(Point labeling dataset excerpts)
------------------------

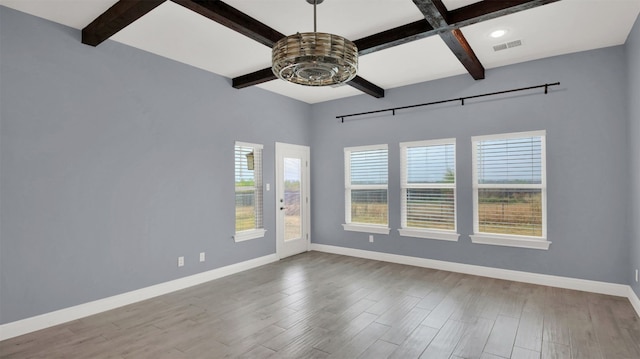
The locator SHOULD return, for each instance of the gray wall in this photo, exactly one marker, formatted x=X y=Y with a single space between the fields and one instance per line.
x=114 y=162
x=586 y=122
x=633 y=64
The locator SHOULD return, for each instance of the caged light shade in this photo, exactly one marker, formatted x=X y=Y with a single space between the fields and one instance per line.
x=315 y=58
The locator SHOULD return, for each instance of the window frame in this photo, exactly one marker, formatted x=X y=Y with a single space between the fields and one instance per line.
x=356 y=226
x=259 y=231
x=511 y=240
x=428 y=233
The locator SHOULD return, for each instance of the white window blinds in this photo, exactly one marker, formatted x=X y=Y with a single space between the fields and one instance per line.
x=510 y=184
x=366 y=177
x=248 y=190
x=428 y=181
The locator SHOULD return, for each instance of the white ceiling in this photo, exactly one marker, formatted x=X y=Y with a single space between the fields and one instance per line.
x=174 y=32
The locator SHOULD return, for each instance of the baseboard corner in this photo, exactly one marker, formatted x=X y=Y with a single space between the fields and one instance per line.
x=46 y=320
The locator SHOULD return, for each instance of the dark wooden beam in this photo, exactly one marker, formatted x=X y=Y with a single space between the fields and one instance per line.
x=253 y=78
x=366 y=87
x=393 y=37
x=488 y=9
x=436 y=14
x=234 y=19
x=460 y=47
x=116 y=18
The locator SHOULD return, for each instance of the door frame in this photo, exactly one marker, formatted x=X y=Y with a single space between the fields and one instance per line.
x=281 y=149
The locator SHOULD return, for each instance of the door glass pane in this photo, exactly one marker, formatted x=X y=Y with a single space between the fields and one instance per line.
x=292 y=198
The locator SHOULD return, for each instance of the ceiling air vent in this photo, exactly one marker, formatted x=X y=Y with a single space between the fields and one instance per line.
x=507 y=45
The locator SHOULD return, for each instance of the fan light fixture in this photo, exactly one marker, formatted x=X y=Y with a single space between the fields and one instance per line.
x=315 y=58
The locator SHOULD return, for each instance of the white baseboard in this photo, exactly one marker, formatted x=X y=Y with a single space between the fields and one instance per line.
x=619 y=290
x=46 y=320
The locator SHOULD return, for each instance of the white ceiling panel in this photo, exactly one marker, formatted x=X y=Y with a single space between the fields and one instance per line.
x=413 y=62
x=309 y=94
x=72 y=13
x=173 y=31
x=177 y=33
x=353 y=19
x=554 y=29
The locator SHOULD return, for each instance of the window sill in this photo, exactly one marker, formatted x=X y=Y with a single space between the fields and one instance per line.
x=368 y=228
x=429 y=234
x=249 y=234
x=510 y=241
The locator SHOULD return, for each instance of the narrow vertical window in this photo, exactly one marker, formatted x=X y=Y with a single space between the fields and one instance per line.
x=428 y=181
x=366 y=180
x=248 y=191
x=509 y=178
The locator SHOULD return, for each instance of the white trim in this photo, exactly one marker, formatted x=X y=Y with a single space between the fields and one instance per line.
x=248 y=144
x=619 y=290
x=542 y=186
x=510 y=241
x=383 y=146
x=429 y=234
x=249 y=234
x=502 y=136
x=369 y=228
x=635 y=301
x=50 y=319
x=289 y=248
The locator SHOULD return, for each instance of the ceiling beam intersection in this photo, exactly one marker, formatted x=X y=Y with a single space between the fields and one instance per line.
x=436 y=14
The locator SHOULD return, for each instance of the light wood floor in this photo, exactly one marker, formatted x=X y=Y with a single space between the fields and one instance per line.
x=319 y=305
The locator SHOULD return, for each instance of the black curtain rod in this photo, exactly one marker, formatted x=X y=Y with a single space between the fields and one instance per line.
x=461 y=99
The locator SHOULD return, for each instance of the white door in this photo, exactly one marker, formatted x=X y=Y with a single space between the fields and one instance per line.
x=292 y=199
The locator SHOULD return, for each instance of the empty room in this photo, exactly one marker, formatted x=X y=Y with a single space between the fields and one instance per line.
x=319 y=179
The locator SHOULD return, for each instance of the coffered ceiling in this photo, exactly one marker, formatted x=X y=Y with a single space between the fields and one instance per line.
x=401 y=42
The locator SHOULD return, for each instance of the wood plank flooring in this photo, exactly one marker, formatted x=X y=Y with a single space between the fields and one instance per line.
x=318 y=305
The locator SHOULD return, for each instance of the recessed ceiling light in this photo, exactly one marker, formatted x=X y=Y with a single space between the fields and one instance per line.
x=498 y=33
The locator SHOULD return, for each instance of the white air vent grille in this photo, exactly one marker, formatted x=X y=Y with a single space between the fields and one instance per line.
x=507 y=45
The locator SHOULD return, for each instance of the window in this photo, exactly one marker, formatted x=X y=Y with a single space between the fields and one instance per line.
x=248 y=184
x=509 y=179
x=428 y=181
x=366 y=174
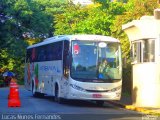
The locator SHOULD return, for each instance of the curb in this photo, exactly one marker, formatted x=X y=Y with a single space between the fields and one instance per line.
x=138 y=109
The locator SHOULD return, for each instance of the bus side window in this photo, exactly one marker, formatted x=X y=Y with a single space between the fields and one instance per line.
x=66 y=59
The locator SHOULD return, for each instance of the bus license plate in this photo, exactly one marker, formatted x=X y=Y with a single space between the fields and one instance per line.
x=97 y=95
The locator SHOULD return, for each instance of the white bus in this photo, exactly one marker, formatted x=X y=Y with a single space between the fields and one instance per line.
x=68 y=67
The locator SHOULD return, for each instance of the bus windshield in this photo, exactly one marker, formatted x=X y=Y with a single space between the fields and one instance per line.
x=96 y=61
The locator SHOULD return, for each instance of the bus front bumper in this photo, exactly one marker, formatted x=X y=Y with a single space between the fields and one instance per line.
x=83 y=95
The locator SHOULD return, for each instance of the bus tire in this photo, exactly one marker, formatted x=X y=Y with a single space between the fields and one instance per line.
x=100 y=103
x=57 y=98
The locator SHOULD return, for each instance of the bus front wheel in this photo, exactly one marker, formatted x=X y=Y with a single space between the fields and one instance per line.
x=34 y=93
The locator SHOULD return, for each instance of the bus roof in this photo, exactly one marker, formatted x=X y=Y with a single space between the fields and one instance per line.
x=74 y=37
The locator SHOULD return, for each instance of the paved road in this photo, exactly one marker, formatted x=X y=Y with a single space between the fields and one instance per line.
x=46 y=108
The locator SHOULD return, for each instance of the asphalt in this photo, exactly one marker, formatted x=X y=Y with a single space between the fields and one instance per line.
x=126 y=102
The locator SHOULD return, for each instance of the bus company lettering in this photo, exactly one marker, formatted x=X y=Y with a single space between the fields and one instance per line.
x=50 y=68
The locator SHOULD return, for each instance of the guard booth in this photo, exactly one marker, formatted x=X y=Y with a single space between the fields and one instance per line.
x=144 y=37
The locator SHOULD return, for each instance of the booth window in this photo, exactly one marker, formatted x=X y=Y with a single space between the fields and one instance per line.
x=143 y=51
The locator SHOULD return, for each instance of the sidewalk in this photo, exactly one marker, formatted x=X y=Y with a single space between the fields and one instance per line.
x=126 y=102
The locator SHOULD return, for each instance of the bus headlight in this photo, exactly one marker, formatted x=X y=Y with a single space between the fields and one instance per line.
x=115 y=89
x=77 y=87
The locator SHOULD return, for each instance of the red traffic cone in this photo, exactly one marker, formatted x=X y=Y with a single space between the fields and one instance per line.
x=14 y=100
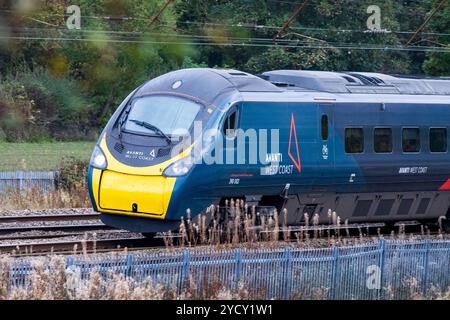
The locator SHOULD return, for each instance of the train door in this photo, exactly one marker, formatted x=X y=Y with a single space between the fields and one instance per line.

------------------------

▶ **Work to be completed**
Exact duplication of all the records is required; pictures are omitted from the copy.

▶ **Result for this task**
The locator SHOULD return, for each instance of the gray wall in this photo, exactly one marker, formatted x=X y=Y with a single space between the fields and one instance per line.
x=114 y=162
x=586 y=122
x=633 y=64
The locator SHOULD return, for each instance of the caged light shade in this photo, exactly one marker, formatted x=X y=Y with a single space between the fields and one instance per line.
x=315 y=58
The locator SHOULD return, for each instance of the window frame in this photo, exactly one marker, formatted x=X y=Y with a single space between the fields and one instance per line.
x=356 y=226
x=259 y=231
x=511 y=240
x=428 y=233
The locator SHOULD return, for each instance of the white window blinds in this photo, exactly one marker, formatted x=X y=Y with a single space between the fields and one instance per line.
x=510 y=184
x=366 y=177
x=248 y=190
x=428 y=181
The locator SHOULD return, for each instance of the white ceiling in this photo, exactly one marker, formatted x=X y=Y with a single space between the fields and one instance per line.
x=174 y=32
The locator SHOULD return, for each instance of the baseboard corner in this photo, exactly one marker, formatted x=X y=Y with a single space between the fields and one instance per line.
x=46 y=320
The locator SHOULD return, for each instance of the dark wooden beam in this photo, exactly one marker, formatted x=X y=Y with a single space between the fields and one instance per line.
x=253 y=78
x=366 y=87
x=393 y=37
x=488 y=9
x=436 y=14
x=234 y=19
x=460 y=47
x=116 y=18
The locator SHOULD return, for each instance of the door frame in this photo, exactly one marker, formatted x=X y=Y with a single space between the fields and one instance per line.
x=281 y=149
The locator SHOULD return, for each instance of the door glass pane in this photo, exactly one marker, formatted x=X y=Y with a single space between the fields and one instance per line.
x=292 y=198
The locator SHOULD return, for each instance of the ceiling air vent in this photo, exactly one marker, formatted x=X y=Y with a single space between the fields and one instance per line.
x=507 y=45
The locator SHOULD return, for each instance of the fan light fixture in this photo, exactly one marker, formatted x=X y=Y with a single space between the fields and one instance per line.
x=315 y=58
The locator SHOULD return, for each instance of the white baseboard in this photo, exactly one marker, formatted x=X y=Y with a single space between the fields and one instance per line.
x=619 y=290
x=46 y=320
The locator SHOULD return, for each instance of the white ceiling panel in this photo, exactly one marker, formatted x=X y=Y with a single space between the fields and one instance per line.
x=413 y=62
x=309 y=94
x=72 y=13
x=173 y=31
x=177 y=33
x=353 y=19
x=554 y=29
The locator SHOULD return, for each instance of the window sill in this photo, exactly one marker, formatted x=X y=Y with a single space between the fields and one instance per line.
x=368 y=228
x=429 y=234
x=249 y=234
x=510 y=241
The locator SHOULD return, for each instance of the narrow vertical window in this photo, exactly one marker, formatted x=X y=Y with a single space between the fields and one instance per line.
x=428 y=181
x=366 y=180
x=248 y=191
x=509 y=178
The locator SHOULD return, for each instance of the white trim in this photo, exactly one marker, formatted x=X y=Y with a single space between the fields and one instance per line.
x=248 y=144
x=619 y=290
x=542 y=186
x=510 y=241
x=383 y=146
x=429 y=234
x=249 y=234
x=502 y=136
x=369 y=228
x=635 y=301
x=50 y=319
x=289 y=248
The locator SHOULD return, for each instance of the ceiling beam intersection in this photo, exactly one marker, formatted x=X y=Y with a single space between the fields and one instance per line.
x=436 y=14
The locator SHOULD return, for each instance of the light wood floor in this photo, exactly one marker, formatted x=X y=Y with a single space between the fields and one instance per line.
x=319 y=305
The locator SHOULD return, for each instance of the black curtain rod in this photo, exactly one marker, formatted x=X y=Y with a single space between the fields and one instance per line.
x=461 y=99
The locator SHOULD return, for each instance of the white door in this photo, exactly one marker, formatted x=X y=Y with a single space between the fields and one instance per line.
x=292 y=199
The locator SHOULD return, for each instance of the empty room in this photo, exactly one marker, formatted x=X y=Y with a single space between the fields and one instance per line.
x=319 y=179
The locator SHOULD return, for each instance of the coffered ceiling in this photo, exactly one marker, formatted x=X y=Y with a single space between the fields and one instance per line.
x=401 y=42
The locator SHOULD return, for each instance of the wood plank flooring in this photo, exactly one marker, formatted x=X y=Y with a single space between the fields and one instance per line.
x=318 y=305
The locator SHOULD return, for each instance of the recessed ceiling light in this photo, exactly one marker, formatted x=X y=Y with a single space between the fields and one instance per line.
x=498 y=33
The locator SHOULD return, for each instance of the white air vent grille in this photo, exactly one marker, formatted x=X y=Y with a single space between the fields and one instance per line.
x=507 y=45
The locator SHOULD return, for each instance of the window in this photo, exactly one marker, formatted x=X y=Y with a single space between the fields and one instance per line.
x=248 y=184
x=509 y=179
x=428 y=181
x=366 y=174
The locator SHOULD return, for each instance of the curb in this photo, exactly one marker, formatted x=X y=Y with a single space between the fields and one instance per line.
x=138 y=109
The locator SHOULD return, for each instance of the bus side window in this photo, exactly one marker, formatted x=X y=Y with a single space between the fields and one instance per line.
x=66 y=59
The locator SHOULD return, for each instance of the bus license plate in this photo, exactly one marker, formatted x=X y=Y with a single space between the fields and one instance per line.
x=97 y=95
The locator SHOULD return, for each instance of the white bus in this photo, exactly one marker, formatted x=X y=Y with a single space between the fields and one instance per line.
x=68 y=67
The locator SHOULD return, for each instance of the bus windshield in this photo, exactly one marker, formatted x=X y=Y with a single space between the fields and one instance per line.
x=96 y=61
The locator SHOULD return, for each instance of the bus front bumper in this photo, exactly one marker, formatted x=X y=Y with a single space between the fields and one instance per line.
x=83 y=95
The locator SHOULD return, for each instance of the bus tire in this photo, exactly one marker, formatted x=X y=Y with a single space between the fields and one instance per line.
x=100 y=103
x=57 y=98
The locator SHOULD return, for each instance of the bus front wheel in this photo, exactly one marker, formatted x=X y=Y with a single space between the fields and one instance per line.
x=34 y=93
The locator SHOULD return, for each instance of the bus roof in this photo, exactly one marker, formatted x=X y=Y with a single space between the fields and one instance per line.
x=74 y=37
The locator SHOULD return, for each instance of the paved road in this photo, exactly one marker, formatted x=X y=Y with a single space between the fields and one instance per line.
x=46 y=108
The locator SHOULD return, for each instance of the asphalt in this photo, exactly one marker, formatted x=X y=Y with a single space between the fields and one instance per line.
x=126 y=102
The locator SHOULD return, for each instance of the bus company lettering in this photo, exactly one marker, formatted x=X y=Y with a single space between the fields and one instance per line.
x=50 y=68
The locator SHOULD return, for each instance of the guard booth in this photo, exactly one marker, formatted x=X y=Y with a single space between the fields and one instance per line.
x=144 y=37
The locator SHOULD return, for each instance of the booth window in this photo, exactly one marker, formatted x=X y=Y with a single space between the fields and one instance per line.
x=143 y=51
The locator SHOULD return, for each instance of the sidewalk in this photo, exactly one marker, formatted x=X y=Y with a single space between the fields and one instance per line.
x=126 y=102
The locator SHOULD return, for each instance of the bus headlight in this photo, exactly one marker, formatted x=X y=Y with a single space between the fields and one instance per line.
x=115 y=89
x=77 y=87
The locator SHOULD return, for each instance of the red traffic cone in this photo, exactly one marker, formatted x=X y=Y with a single space between the fields and one instance per line.
x=14 y=100
The locator SHOULD return, for each instance of the train door in this photo, exactly one marker, formatted x=X y=Y with a single space between the fields and one instance per line.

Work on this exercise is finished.